_EXERCISE GOAL_. Lay out every line of the data below as a JSON list of strings, one string per line, skipping blank lines. Leave out the picture placeholder lines.
-- START THE DATA --
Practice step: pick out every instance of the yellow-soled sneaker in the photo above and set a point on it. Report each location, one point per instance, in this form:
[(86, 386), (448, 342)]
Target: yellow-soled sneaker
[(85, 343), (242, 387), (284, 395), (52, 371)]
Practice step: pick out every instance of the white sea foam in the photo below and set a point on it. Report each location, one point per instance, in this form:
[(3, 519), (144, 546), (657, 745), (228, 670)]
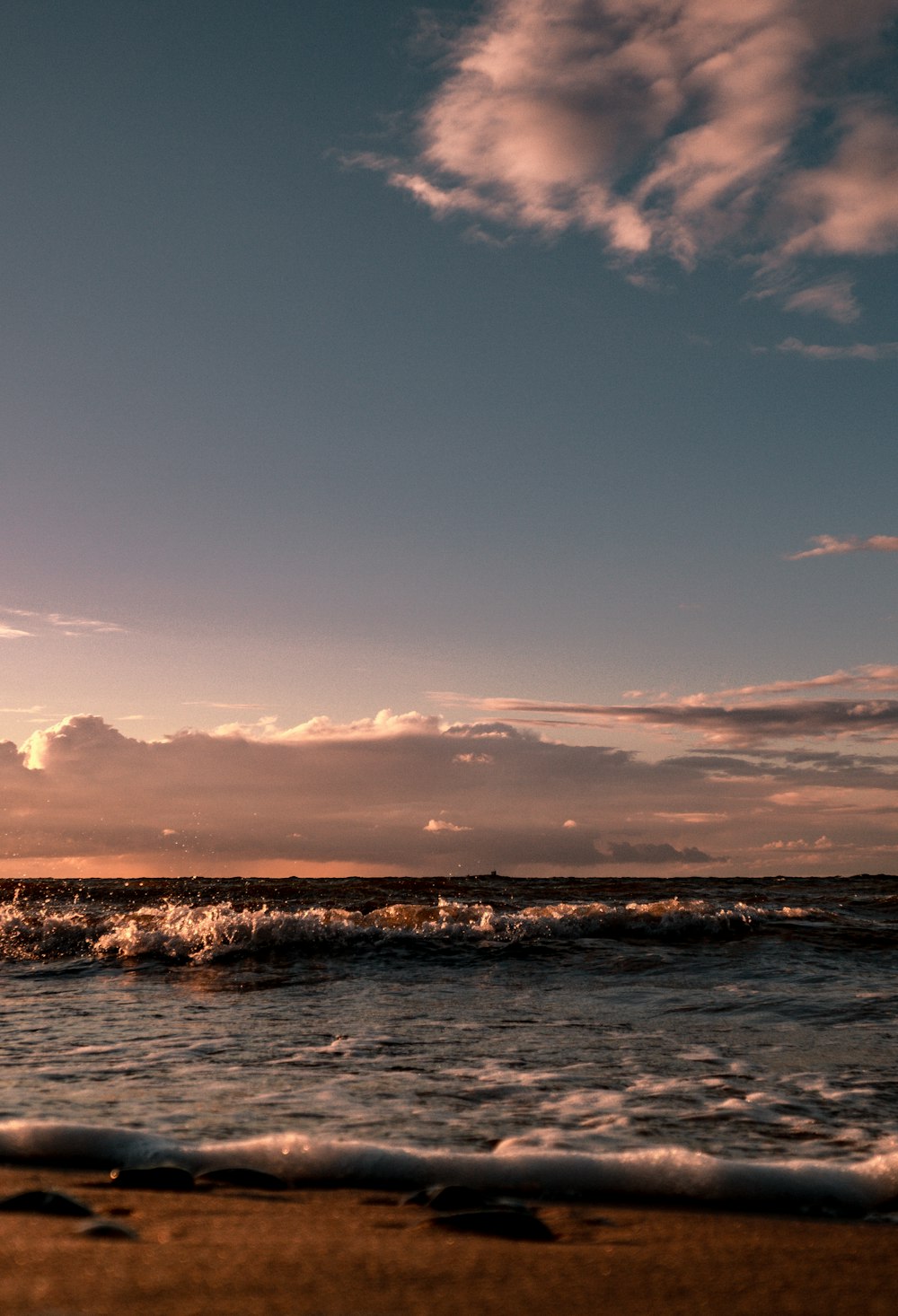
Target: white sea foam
[(665, 1171), (200, 934)]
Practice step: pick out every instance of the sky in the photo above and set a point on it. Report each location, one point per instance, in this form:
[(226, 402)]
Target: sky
[(440, 440)]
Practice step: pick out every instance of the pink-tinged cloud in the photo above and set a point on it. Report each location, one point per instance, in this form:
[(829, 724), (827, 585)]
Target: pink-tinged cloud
[(869, 678), (743, 724), (827, 545), (666, 127), (82, 796), (47, 623), (849, 352)]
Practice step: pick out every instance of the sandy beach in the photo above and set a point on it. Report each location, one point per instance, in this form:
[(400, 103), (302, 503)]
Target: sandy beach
[(233, 1251)]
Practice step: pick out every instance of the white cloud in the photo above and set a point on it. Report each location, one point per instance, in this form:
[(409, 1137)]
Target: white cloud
[(84, 796), (827, 545), (832, 298), (669, 127), (48, 623), (847, 352)]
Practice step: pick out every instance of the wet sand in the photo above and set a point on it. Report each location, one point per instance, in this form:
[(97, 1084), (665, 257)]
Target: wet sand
[(236, 1251)]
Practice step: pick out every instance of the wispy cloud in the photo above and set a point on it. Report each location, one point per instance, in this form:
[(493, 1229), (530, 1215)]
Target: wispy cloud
[(57, 621), (832, 298), (84, 796), (669, 129), (870, 678), (743, 724), (849, 352), (212, 703), (827, 545)]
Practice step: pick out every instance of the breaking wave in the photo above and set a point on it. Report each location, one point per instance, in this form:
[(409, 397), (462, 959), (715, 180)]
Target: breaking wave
[(654, 1172), (189, 934)]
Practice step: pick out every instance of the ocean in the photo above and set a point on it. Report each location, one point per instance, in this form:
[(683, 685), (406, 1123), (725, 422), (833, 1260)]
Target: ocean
[(700, 1039)]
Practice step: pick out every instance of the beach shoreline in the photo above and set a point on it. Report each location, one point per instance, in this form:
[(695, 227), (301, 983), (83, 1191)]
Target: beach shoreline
[(349, 1251)]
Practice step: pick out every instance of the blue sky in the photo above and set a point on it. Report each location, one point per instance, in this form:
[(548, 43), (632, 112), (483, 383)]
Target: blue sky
[(361, 358)]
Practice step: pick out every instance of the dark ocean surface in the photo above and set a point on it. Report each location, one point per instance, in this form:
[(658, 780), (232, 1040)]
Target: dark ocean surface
[(612, 1019)]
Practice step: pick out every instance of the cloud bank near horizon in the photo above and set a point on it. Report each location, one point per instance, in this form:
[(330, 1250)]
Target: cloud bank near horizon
[(674, 127), (827, 545), (412, 795)]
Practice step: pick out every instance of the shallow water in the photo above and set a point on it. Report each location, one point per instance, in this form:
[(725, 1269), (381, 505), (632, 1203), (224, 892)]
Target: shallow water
[(752, 1020)]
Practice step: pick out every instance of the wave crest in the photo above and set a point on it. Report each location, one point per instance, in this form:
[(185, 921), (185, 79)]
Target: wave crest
[(205, 934)]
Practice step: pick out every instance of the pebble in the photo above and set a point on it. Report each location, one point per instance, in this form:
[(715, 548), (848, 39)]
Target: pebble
[(103, 1228), (499, 1223), (160, 1178), (45, 1202)]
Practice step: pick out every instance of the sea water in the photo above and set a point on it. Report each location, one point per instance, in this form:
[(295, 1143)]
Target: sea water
[(688, 1037)]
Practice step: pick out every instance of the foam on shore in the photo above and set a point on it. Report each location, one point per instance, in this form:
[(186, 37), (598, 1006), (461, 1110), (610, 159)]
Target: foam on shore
[(657, 1172)]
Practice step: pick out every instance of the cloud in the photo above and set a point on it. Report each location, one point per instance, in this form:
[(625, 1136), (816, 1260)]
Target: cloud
[(850, 352), (48, 621), (832, 298), (826, 545), (211, 703), (675, 127), (737, 725), (623, 852), (868, 677), (82, 796)]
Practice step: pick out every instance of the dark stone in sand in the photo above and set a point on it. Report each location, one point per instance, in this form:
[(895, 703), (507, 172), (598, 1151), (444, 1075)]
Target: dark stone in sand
[(454, 1197), (240, 1177), (160, 1178), (45, 1203), (101, 1228), (499, 1223)]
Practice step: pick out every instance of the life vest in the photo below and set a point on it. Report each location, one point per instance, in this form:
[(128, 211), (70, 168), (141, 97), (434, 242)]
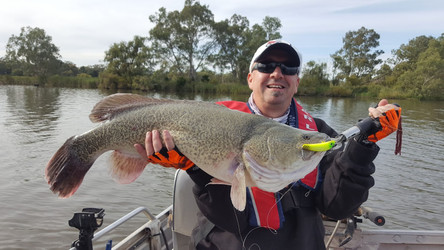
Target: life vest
[(265, 209)]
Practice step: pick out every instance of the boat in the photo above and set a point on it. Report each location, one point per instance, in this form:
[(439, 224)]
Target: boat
[(171, 228)]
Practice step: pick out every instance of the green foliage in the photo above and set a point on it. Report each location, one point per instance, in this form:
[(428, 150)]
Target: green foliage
[(356, 57), (183, 40), (130, 59), (339, 91), (314, 79), (33, 53)]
-- END THE DATA --
_RESULT BELOW_.
[
  "Practice step: pick out every instance of the yellow-soled sneaker in the photo above and set a point on it. Report each location, one point per instance, in this form:",
  "[(86, 386), (448, 342)]",
  "Target: yellow-soled sneaker",
  "[(85, 343), (242, 387), (284, 395), (52, 371)]",
  "Practice step: pick out every instance of the white sea foam in the photo below and set a point on it. Report each location, one point per instance, in this form:",
  "[(3, 519), (144, 546), (657, 745), (228, 670)]",
  "Target: white sea foam",
  "[(665, 1171), (200, 934)]",
  "Practice step: pick out every instance of the sky in the photo above and set a point on it. Report each location, one point per instance, in this form:",
  "[(226, 402)]",
  "Target: sky",
  "[(440, 440)]",
  "Practice step: pick out every instance of the pink-tinged cloud in the photo above and set a point on it. Report each location, one point per instance, in this form:",
  "[(829, 724), (827, 585)]",
  "Target: pink-tinged cloud",
  "[(869, 678), (743, 724), (827, 545), (666, 127), (82, 796), (47, 623), (849, 352)]",
  "Practice step: pick out every instance of the sandy beach in the photo above and set a point on it. Report each location, one point per instance, in this form:",
  "[(400, 103), (302, 503)]",
  "Target: sandy beach",
  "[(233, 1251)]",
  "Practice step: pick out every instance of the white cloud in the photo above and set a point on it. Report each location, one point per instance, in this form:",
  "[(409, 1137)]",
  "Target: white cloud",
  "[(84, 796), (827, 545), (832, 298), (669, 127), (48, 623), (847, 352)]",
  "Practice step: pick out every instance of the wet sand in the photo above and set a point on it. Report each location, one point per instance, in this form:",
  "[(97, 1084), (665, 257)]",
  "Target: wet sand",
  "[(236, 1251)]",
  "Practice step: pick out every instance of the wispy cloud in the photo above and set a point on it. Report each location, one point per instance, in this form:",
  "[(493, 1229), (530, 1215)]",
  "Target: wispy cloud",
  "[(57, 621), (832, 298), (84, 796), (669, 129), (870, 678), (743, 724), (849, 352), (212, 703), (827, 545)]",
  "Practice step: pick out every instance of the breaking wave in the photo above and set a point on it. Report each location, one point per instance, in this form:",
  "[(409, 397), (462, 959), (715, 180)]",
  "Target: breaking wave",
  "[(654, 1172), (189, 934)]",
  "Practice step: pick out every instance of the ocean in the photo above and set a point on it. Report each location, one point per instance, in this form:",
  "[(683, 685), (406, 1123), (725, 422), (833, 1260)]",
  "Target: ocean",
  "[(700, 1039)]",
  "Practice step: pick out every instance of the beach shoreline in the photo above and set a point on it. Report each location, one point per instance, in this form:",
  "[(695, 227), (301, 983), (83, 1191)]",
  "Target: beach shoreline",
  "[(349, 1251)]",
  "Practice step: pick out every instance of the blue sky in the photo above and set a point on it. Report each location, one point per instance, in this form:",
  "[(548, 43), (632, 112), (483, 383)]",
  "Target: blue sky",
  "[(361, 358)]",
  "Practice step: pick out every instance of the dark ocean surface in the photo above and set a point on it. Report each location, one point per instance, in this form:",
  "[(658, 780), (232, 1040)]",
  "Target: dark ocean surface",
  "[(612, 1019)]",
  "Practice step: pick out every instance of the cloud bank near horizon in the photo above and set a point on it. Report each location, one point per instance, in this form:",
  "[(330, 1250)]",
  "Target: cloud bank near horizon",
  "[(674, 127), (827, 545), (412, 795)]",
  "Practice step: pick out every instance of the shallow water in the photo above and set a point on it. Report each location, one point per instance, in this form:",
  "[(725, 1269), (381, 505), (632, 1203), (224, 892)]",
  "Target: shallow water",
  "[(752, 1020)]",
  "Practice step: pick out every instance of the wave crest in the photo above and set a point on it. Report each location, one point per instance, in this form:",
  "[(185, 921), (185, 79)]",
  "Target: wave crest",
  "[(205, 934)]",
  "Practice step: pick out every instance of the pebble in the photo above and set a point on it. Report each location, one point per instance, in this form:",
  "[(715, 548), (848, 39)]",
  "Target: pebble",
  "[(103, 1228), (499, 1223), (160, 1178), (45, 1202)]",
  "Practice step: pick out every instance of the sea water in the photo above and set a point on it. Report each location, one point per instance, in this form:",
  "[(295, 1143)]",
  "Target: sea water",
  "[(688, 1037)]",
  "Practice step: pick out every instance of the foam on shore in the photo above and set a point on it. Report each location, one point per instance, in this form:",
  "[(186, 37), (598, 1006), (461, 1110), (610, 159)]",
  "Target: foam on shore",
  "[(657, 1172)]",
  "Practice step: pick out every instance of the cloud in the photo above and set a point on it. Report each location, one point per instance, in this form:",
  "[(625, 1136), (816, 1260)]",
  "Target: cloud",
  "[(850, 352), (48, 621), (832, 298), (826, 545), (211, 703), (675, 127), (737, 725), (623, 852), (868, 677), (82, 796)]",
  "Practice step: pick out every instance of the dark stone in sand in the photo above and set a point on it. Report each location, one point per instance, in this form:",
  "[(895, 703), (507, 172), (598, 1151), (444, 1075)]",
  "Target: dark stone in sand",
  "[(454, 1197), (240, 1177), (160, 1178), (45, 1203), (101, 1228), (499, 1223)]",
  "Practice step: pick out every instance of the life vest in the photo below and set a point on it. Report each location, one point per instance, in this form:",
  "[(128, 211), (70, 168), (141, 97), (434, 242)]",
  "Target: life vest",
  "[(265, 209)]",
  "Practice step: pick out every instance of the boat in the photo above and set a point on it. Report each location, one point per instance, in this form:",
  "[(439, 224)]",
  "Target: boat",
  "[(171, 228)]",
  "Practice step: pick out every instance of the green foliage in the photo above and set a point on it. Report each location, one point per instance, in this form:",
  "[(428, 150)]",
  "Target: green foliage",
  "[(356, 57), (183, 40), (130, 59), (339, 91), (314, 79), (33, 53)]"
]